Below this sentence is a listing; return exactly its lines from the one with "One pin marks each instance of the monkey's face." to the one with "Objective — one point per instance of the dirt", both kept, and nothing more.

● ● ● ● ● ● ●

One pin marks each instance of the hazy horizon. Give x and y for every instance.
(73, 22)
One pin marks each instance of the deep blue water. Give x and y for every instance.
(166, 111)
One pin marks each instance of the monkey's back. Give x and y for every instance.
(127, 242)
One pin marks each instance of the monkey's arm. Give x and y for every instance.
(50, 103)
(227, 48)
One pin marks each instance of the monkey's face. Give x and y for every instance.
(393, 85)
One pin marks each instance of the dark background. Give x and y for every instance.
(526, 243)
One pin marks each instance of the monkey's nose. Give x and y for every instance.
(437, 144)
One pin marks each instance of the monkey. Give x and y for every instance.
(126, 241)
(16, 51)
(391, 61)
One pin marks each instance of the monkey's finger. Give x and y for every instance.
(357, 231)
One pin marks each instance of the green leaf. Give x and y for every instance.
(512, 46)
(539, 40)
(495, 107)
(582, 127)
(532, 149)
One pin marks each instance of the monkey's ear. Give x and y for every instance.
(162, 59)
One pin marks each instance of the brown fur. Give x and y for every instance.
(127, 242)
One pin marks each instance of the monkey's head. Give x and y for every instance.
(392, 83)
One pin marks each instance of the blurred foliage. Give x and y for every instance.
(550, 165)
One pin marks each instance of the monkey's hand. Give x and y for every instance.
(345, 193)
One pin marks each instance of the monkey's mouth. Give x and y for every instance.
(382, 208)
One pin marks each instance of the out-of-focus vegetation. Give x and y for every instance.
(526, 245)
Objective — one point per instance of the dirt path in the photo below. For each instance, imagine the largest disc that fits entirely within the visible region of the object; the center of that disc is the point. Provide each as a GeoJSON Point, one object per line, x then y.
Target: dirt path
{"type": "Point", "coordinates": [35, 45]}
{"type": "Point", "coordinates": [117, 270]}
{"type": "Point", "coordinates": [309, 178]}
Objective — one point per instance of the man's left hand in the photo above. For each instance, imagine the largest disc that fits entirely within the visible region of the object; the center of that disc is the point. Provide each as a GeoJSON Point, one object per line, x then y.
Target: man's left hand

● ● ● ● ● ● ●

*Expected answer*:
One pin marks each instance of the monkey's face. Give x and y for every instance.
(393, 85)
One pin marks each instance of the dark background. Give x and y for every instance.
(526, 243)
One pin marks each instance of the monkey's nose. Give x and y for every instance.
(437, 144)
One pin marks each instance of the monkey. Give x and y for every instance.
(126, 241)
(16, 51)
(391, 61)
One pin marks each instance of the monkey's finger. Give x and y for every instance.
(357, 231)
One pin marks each instance of the green leaf. Give x and y for every instance.
(512, 46)
(539, 40)
(495, 107)
(582, 127)
(532, 149)
One pin marks each instance of the monkey's ear. Give x and y for every instance.
(162, 59)
One pin marks each instance of the brown fur. Give x and y for every instance.
(127, 242)
One pin marks each instance of the monkey's head. Give x and y for every instance.
(392, 83)
One pin marks each instance of the blurred foliage. Give x and y for every instance.
(550, 165)
One pin marks each instance of the monkey's hand. Give x and y for every instance.
(345, 193)
One pin marks each instance of the monkey's mouth. Give x and y for every instance.
(382, 208)
One pin marks each instance of the out-of-focus vegetation. Give x and y for every instance.
(526, 245)
Objective — one point per instance of the dirt path in the photo below. For each instance, imagine the largest disc that fits entirely within the visible region of the object; the center of that disc is the point. Provide each as a GeoJSON Point, one object per line, x then y.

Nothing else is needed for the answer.